(Natural-language object grounding data)
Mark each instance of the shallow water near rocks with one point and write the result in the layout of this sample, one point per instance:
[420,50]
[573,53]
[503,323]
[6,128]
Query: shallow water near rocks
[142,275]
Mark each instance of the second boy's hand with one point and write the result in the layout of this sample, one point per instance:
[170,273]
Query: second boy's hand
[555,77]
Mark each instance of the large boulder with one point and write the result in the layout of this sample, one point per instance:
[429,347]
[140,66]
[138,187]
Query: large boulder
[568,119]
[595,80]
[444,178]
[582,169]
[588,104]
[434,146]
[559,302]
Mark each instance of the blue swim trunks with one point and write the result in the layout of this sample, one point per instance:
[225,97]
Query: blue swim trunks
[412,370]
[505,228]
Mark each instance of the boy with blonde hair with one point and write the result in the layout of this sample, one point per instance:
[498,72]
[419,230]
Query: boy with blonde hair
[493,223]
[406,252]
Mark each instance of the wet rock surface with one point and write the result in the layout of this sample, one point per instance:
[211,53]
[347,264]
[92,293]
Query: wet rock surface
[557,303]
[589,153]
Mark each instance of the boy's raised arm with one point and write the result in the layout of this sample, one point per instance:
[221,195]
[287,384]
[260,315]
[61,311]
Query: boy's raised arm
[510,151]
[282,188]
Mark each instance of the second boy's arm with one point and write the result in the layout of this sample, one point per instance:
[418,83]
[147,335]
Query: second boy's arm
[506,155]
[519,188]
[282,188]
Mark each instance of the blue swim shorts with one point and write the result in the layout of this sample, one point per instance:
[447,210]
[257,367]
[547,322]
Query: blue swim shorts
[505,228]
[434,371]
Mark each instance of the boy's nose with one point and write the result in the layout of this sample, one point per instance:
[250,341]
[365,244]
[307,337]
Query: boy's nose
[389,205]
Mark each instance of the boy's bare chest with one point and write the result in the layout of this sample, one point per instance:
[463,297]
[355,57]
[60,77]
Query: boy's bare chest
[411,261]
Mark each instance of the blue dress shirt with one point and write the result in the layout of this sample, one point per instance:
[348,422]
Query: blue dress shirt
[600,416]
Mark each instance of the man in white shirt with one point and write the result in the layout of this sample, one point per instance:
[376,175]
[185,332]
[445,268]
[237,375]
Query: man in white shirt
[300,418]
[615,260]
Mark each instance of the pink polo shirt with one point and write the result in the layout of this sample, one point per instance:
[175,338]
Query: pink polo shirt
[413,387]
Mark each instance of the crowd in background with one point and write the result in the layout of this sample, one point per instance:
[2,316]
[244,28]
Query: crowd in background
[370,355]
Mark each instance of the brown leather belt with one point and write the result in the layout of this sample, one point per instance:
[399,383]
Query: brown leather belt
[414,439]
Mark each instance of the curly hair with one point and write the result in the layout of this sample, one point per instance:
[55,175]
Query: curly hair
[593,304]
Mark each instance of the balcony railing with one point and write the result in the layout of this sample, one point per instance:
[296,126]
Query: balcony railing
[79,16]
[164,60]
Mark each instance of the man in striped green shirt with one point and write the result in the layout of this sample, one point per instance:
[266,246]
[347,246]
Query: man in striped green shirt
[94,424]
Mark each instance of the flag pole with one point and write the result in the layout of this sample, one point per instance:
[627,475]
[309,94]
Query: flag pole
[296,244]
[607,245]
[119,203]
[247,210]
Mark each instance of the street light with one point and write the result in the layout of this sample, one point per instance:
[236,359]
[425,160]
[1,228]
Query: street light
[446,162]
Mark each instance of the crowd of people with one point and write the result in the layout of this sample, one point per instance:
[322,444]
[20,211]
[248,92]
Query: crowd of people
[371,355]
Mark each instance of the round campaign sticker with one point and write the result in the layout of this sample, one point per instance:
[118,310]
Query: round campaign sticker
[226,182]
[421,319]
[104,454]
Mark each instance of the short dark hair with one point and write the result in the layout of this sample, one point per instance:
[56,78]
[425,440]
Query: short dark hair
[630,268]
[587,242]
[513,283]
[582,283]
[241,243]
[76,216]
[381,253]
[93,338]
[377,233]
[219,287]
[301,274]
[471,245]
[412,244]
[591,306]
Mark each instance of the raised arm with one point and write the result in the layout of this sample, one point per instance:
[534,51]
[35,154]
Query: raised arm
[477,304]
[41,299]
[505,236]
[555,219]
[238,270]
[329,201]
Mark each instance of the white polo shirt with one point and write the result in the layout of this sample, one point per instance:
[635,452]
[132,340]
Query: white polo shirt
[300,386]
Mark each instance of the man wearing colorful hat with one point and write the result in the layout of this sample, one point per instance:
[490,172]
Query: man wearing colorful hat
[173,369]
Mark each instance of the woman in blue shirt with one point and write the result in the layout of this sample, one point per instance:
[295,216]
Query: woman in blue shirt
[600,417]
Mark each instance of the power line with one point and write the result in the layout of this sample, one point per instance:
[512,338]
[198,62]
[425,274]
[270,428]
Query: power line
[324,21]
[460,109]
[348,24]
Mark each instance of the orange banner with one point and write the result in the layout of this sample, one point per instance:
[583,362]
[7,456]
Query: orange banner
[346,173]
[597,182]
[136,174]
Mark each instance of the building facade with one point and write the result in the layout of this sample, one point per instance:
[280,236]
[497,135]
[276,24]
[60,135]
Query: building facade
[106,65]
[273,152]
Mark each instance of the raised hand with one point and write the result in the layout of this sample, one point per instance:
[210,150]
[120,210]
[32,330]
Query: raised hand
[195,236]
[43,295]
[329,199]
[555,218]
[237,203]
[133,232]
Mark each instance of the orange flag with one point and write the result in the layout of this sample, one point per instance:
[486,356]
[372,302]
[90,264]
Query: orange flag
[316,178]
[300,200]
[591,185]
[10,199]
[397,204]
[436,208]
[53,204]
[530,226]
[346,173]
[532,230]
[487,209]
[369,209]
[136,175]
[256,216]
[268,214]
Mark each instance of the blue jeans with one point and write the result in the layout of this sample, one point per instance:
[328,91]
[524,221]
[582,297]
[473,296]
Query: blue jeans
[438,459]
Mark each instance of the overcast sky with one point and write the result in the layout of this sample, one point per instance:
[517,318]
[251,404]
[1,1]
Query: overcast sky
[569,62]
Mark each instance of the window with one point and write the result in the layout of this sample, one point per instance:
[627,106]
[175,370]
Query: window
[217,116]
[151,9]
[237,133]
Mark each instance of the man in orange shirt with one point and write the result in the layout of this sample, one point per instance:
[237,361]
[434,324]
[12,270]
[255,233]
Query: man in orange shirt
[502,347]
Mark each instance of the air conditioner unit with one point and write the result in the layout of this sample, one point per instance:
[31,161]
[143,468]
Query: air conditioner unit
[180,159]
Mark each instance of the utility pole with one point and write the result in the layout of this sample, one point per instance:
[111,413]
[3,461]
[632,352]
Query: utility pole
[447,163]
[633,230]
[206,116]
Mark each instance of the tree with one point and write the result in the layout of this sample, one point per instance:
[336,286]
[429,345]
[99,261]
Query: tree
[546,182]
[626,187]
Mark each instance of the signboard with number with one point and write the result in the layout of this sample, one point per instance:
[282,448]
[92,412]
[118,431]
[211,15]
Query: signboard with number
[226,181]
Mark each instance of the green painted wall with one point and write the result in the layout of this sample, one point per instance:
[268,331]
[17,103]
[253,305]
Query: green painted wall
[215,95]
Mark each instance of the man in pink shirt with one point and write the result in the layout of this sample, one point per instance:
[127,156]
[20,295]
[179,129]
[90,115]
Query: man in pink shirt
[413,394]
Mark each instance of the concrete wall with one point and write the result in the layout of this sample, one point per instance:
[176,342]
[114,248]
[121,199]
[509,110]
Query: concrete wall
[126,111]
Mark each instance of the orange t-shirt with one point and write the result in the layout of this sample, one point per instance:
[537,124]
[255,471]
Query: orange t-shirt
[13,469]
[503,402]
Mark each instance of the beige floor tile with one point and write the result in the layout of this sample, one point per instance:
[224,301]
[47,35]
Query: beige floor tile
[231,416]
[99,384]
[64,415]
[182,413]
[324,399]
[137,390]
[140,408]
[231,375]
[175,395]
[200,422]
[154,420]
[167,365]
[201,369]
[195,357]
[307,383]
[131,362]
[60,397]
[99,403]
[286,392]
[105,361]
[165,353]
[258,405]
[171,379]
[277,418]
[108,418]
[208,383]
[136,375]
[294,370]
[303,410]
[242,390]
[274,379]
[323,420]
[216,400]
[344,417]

WHAT YOU NEED TO DO: Nothing but the lines from the one containing "Mark each instance of the beige" to the end of the records above should appear, each copied exactly.

ANSWER BOX:
Mark each instance of the beige floor tile with one point and write the result in the layout of this sample, one point per instance:
[224,301]
[47,35]
Query: beige floor tile
[231,416]
[99,384]
[64,415]
[182,413]
[324,399]
[137,390]
[140,408]
[231,375]
[175,395]
[200,422]
[154,420]
[167,365]
[201,369]
[195,357]
[307,383]
[131,362]
[60,397]
[99,403]
[286,392]
[105,361]
[165,353]
[258,405]
[171,379]
[277,418]
[108,418]
[208,383]
[136,375]
[294,370]
[303,410]
[242,390]
[274,379]
[323,420]
[216,400]
[344,417]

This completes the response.